## Problem to solve
Recast the listing below as a Markdown table with two columns, "Entry" and "Content." Give each non-blank line its own row, numbered in order.

## Data for this task
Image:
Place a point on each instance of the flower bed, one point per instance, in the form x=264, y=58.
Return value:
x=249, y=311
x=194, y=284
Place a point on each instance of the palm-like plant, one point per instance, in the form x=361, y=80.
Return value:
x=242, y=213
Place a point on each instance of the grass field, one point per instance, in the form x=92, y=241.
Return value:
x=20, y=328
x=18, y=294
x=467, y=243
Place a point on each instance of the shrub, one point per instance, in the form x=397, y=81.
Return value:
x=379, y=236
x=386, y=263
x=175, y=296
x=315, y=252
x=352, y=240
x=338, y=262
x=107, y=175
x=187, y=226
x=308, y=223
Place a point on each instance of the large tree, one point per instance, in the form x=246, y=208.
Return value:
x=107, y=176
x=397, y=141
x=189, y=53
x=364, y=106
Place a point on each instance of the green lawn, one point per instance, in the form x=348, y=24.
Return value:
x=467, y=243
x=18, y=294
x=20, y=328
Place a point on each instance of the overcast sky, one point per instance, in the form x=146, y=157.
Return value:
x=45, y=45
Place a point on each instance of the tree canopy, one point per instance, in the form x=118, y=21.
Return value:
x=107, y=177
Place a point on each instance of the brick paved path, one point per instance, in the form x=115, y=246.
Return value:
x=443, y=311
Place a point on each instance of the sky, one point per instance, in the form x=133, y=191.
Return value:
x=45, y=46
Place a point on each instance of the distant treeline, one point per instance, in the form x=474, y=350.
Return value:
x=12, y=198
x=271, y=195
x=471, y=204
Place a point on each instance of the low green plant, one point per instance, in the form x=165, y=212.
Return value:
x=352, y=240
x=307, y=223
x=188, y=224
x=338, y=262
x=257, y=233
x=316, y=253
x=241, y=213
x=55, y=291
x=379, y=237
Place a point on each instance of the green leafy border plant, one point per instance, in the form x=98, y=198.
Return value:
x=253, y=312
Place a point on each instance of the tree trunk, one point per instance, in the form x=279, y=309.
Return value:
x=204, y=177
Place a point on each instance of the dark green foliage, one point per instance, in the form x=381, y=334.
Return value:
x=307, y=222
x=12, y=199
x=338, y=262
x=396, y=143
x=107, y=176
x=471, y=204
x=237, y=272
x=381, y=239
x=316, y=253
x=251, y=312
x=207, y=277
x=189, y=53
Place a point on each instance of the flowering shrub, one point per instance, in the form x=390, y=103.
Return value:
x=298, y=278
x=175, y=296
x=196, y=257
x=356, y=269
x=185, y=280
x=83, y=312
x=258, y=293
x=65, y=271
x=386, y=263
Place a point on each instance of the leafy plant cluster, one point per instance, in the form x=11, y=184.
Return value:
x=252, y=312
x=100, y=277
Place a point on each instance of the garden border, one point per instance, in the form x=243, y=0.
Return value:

## The completed task
| Entry | Content |
|---|---|
| 1 | Image: |
| 2 | Place a point on each instance of the flower bed, one point per instance, in the form x=264, y=58. |
| 3 | Return value: |
| 4 | x=249, y=311 |
| 5 | x=194, y=284 |
| 6 | Place a point on each instance of the palm-like plant, one point per instance, in the form x=361, y=80. |
| 7 | Return value: |
| 8 | x=242, y=213 |
| 9 | Place a point on each instance of the grass field, one point per instance, in the form x=92, y=241. |
| 10 | Return value: |
| 11 | x=20, y=328 |
| 12 | x=18, y=294 |
| 13 | x=467, y=243 |
| 14 | Place a point on each instance of the shrub, one point per instance, in the form x=397, y=81. |
| 15 | Return value: |
| 16 | x=379, y=236 |
| 17 | x=386, y=263 |
| 18 | x=175, y=296 |
| 19 | x=315, y=252 |
| 20 | x=352, y=240 |
| 21 | x=338, y=262 |
| 22 | x=107, y=175 |
| 23 | x=187, y=226 |
| 24 | x=308, y=223 |
| 25 | Place a point on each instance of the large tree, one point per instance, in the form x=246, y=208. |
| 26 | Return value: |
| 27 | x=107, y=176 |
| 28 | x=397, y=141 |
| 29 | x=189, y=53 |
| 30 | x=364, y=106 |
| 31 | Place a point on each instance of the green lawn, one point per instance, in the form x=348, y=24. |
| 32 | Return value: |
| 33 | x=467, y=243 |
| 34 | x=18, y=294 |
| 35 | x=20, y=328 |
| 36 | Place a point on each instance of the overcast sky, one point per instance, in the form x=146, y=157. |
| 37 | Return value: |
| 38 | x=45, y=45 |
| 39 | Place a point on each instance of the tree canopy, one point per instance, in the form x=118, y=21. |
| 40 | Return value: |
| 41 | x=107, y=177 |
| 42 | Place a point on each instance of the brick paved path, one point per instance, in the form x=115, y=246. |
| 43 | Return value: |
| 44 | x=443, y=311 |
| 45 | Place a point on each instance of the sky, one point per instance, in the form x=133, y=191. |
| 46 | Return value: |
| 47 | x=45, y=46 |
| 48 | Place a point on each instance of the distant treeline, one point per instance, in the form x=474, y=350. |
| 49 | Return value: |
| 50 | x=12, y=198 |
| 51 | x=271, y=195 |
| 52 | x=471, y=204 |
| 53 | Place a point on each instance of the low green plant, one point per instance, in the form x=165, y=212. |
| 54 | Return value: |
| 55 | x=352, y=240 |
| 56 | x=307, y=223 |
| 57 | x=188, y=224 |
| 58 | x=338, y=262 |
| 59 | x=257, y=233 |
| 60 | x=316, y=253 |
| 61 | x=241, y=213 |
| 62 | x=55, y=291 |
| 63 | x=379, y=237 |
| 64 | Place a point on each instance of the green leafy border plant, one point per instance, in the form x=98, y=198. |
| 65 | Return value: |
| 66 | x=253, y=312 |
| 67 | Place a point on each instance of the tree trunk, one point per instance, in the form x=279, y=309. |
| 68 | Return value: |
| 69 | x=204, y=177 |
| 70 | Place a point on each instance of the dark green foliage, one point per instance, in the form x=381, y=334. |
| 71 | Return value: |
| 72 | x=307, y=222 |
| 73 | x=12, y=199 |
| 74 | x=338, y=262 |
| 75 | x=396, y=143 |
| 76 | x=107, y=176 |
| 77 | x=471, y=204 |
| 78 | x=237, y=272 |
| 79 | x=381, y=239 |
| 80 | x=316, y=253 |
| 81 | x=251, y=312 |
| 82 | x=207, y=277 |
| 83 | x=189, y=53 |
| 84 | Place a point on each instance of the flowering shrub, one point per instance, in the form x=390, y=103. |
| 85 | Return value: |
| 86 | x=298, y=278 |
| 87 | x=175, y=296 |
| 88 | x=196, y=257 |
| 89 | x=356, y=269 |
| 90 | x=185, y=280 |
| 91 | x=83, y=312 |
| 92 | x=258, y=293 |
| 93 | x=65, y=271 |
| 94 | x=386, y=263 |
| 95 | Place a point on each instance of the leafy plant cluster, one point per instance, in the form x=11, y=184. |
| 96 | Return value: |
| 97 | x=252, y=312 |
| 98 | x=100, y=277 |
| 99 | Place a point on each instance of the garden border, one point per instance, in the form x=243, y=0. |
| 100 | Return value: |